Entries from a dataset
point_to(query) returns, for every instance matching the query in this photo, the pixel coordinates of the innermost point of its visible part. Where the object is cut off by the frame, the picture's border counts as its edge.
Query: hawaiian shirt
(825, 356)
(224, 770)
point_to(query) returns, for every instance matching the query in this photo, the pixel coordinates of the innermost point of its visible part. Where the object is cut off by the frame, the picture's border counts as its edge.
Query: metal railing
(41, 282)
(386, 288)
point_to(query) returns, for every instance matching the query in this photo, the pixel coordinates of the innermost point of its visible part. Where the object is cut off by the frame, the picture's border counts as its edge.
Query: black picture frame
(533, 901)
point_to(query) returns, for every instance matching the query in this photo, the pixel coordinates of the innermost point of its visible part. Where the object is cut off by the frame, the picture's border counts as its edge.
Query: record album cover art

Task prompt →
Reproduce each entry above verbatim, line for line.

Worked answer →
point_to(query) returns, for every instance matching the query in this photo, the pixel coordinates of the innermost point of its visible part. Where the object is cut off by the frame, the picture's border counts as its edge.
Query: hawaiian shirt
(825, 356)
(224, 770)
point_to(query) returns, for every instance matching the query in this photo, the pixel coordinates of the innermost point of its visible part. Where the object is cut off by the frame, the picture's border counts as its edge.
Query: metal railing
(41, 282)
(386, 288)
point_to(query) returns, for every instance matching the query in this photo, the pixel coordinates of the innermost point of its visible part. Where the object is cut off by the frame, the picture's border counts as its edge.
Query: black picture frame
(533, 901)
point_to(query) returns, for every instance matching the query in this photo, the pixel coordinates of the innermost point of its visible part. Where the object is cut off by the frame, the picture's border counts as its edge.
Query: record album cover art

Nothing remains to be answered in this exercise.